Matteo Salvini, jefe de la Liga, queda profundamente herido en un proceso al que entró autoerigido en una suerte de kingmaker y del que salió trasquilado y como un líder político escaso, sin liderazgo ni visión política para los grandes procesos. Todos los nombres que propuso fueron rechazados y, además, lastimó enormemente la imagen pública de dos pesos pesados de las instituciones como la presidenta del Senado, Elisabetta Casellati, y la jefa de los servicios secretos, Elisabetta Belloni. Propuso ambos perfiles sin tener apoyos suficientes y bajo la solitaria premisa de que eran “mujeres”. Hizo un flaco favor a la igualdad de género en las instituciones con su frágil argumentación y expuso, sin darse cuenta, la división que existe en el seno de la coalición de derechas (Forza Italia, Liga y Hermanos de Italia), que sale hecha trizas de esta contienda.
Giorgia Meloni, líder de Hermanos de Italia, no oculta ya su lejanía con las decisiones tomadas por Salvini. Mattarella, que suponía la continuidad y alejar las elecciones anticipadas que buscaba en esta jugada la heredera del partido posfascista Movimiento Social Italiano, era la única opción que no quería. Tampoco en sus filas se disimula ya el desprecio por la valía política del líder de la Liga en las grandes ocasiones. “No está a la altura. Siempre que cree que puede ser decisivo, como pasó en agosto de 2019 en el Papeete, la caga”, dice sin contemplaciones un histórico miembro de Hermanos de Italia. La división es total.
Mario Draghi, el otro gran nombre de esta larga contienda, logra conservar sin apenas rasguños su currículo de superhombre de las instituciones. Pero después de un año en el que su reinado ha salido indemne a los habituales manchurrones del Parlamento italiano, ha comprobado que la política salpica. Y también que necesitará tejer alianzas, estrategias y bajar de vez en cuando de la torre de marfil que le otorgaron en su país cuando se consagró como salvador del euro. Cueste lo que cueste, como él diría. Al menos si quiere seguir optando a ser el jefe de Estado dentro de dos años, cuando las elecciones de 2023 aclaren el escenario.

(Entradas de datos almacenadas)
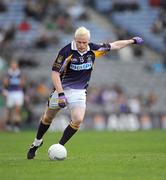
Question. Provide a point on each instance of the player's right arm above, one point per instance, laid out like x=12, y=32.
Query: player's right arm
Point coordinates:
x=57, y=81
x=56, y=72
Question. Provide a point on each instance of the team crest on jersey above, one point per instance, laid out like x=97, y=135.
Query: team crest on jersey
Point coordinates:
x=74, y=60
x=81, y=59
x=89, y=58
x=79, y=67
x=60, y=58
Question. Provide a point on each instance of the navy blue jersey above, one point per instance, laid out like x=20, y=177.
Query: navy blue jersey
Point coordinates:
x=74, y=67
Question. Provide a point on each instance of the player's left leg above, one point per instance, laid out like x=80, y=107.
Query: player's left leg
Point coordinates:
x=77, y=116
x=17, y=118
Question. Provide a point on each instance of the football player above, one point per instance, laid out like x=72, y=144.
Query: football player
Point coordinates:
x=71, y=73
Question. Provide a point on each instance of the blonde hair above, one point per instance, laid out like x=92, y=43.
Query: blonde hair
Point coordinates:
x=82, y=31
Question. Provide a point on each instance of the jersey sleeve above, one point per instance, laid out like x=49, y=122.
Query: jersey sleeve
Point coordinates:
x=59, y=61
x=100, y=49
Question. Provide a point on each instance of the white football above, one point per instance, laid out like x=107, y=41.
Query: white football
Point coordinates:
x=57, y=152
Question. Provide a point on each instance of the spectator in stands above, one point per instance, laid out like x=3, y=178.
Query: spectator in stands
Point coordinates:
x=24, y=26
x=3, y=7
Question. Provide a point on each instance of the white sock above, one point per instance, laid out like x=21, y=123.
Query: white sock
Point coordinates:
x=37, y=142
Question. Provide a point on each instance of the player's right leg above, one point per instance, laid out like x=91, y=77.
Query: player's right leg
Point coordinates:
x=42, y=129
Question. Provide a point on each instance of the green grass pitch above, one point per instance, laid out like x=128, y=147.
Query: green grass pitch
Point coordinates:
x=91, y=156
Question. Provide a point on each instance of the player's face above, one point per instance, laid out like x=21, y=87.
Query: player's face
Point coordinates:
x=14, y=65
x=82, y=43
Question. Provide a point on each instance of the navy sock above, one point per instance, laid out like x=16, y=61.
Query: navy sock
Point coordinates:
x=42, y=130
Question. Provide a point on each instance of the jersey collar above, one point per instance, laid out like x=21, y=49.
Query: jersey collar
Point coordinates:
x=73, y=47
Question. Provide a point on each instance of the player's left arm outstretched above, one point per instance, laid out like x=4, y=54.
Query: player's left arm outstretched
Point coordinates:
x=116, y=45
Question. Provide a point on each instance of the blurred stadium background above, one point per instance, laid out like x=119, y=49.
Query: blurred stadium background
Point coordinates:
x=127, y=89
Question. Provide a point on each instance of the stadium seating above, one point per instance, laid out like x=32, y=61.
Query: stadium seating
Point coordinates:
x=140, y=23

Objetivo del ejercicio:
Imprime tal cual el fragmento del texto sobre la política italiana que comienza en "Matteo Salvini, jefe" y termina en "de esta contienda.".

Respuesta esperada:
Matteo Salvini, jefe de la Liga, queda profundamente herido en un proceso al que entró autoerigido en una suerte de kingmaker y del que salió trasquilado y como un líder político escaso, sin liderazgo ni visión política para los grandes procesos. Todos los nombres que propuso fueron rechazados y, además, lastimó enormemente la imagen pública de dos pesos pesados de las instituciones como la presidenta del Senado, Elisabetta Casellati, y la jefa de los servicios secretos, Elisabetta Belloni. Propuso ambos perfiles sin tener apoyos suficientes y bajo la solitaria premisa de que eran “mujeres”. Hizo un flaco favor a la igualdad de género en las instituciones con su frágil argumentación y expuso, sin darse cuenta, la división que existe en el seno de la coalición de derechas (Forza Italia, Liga y Hermanos de Italia), que sale hecha trizas de esta contienda.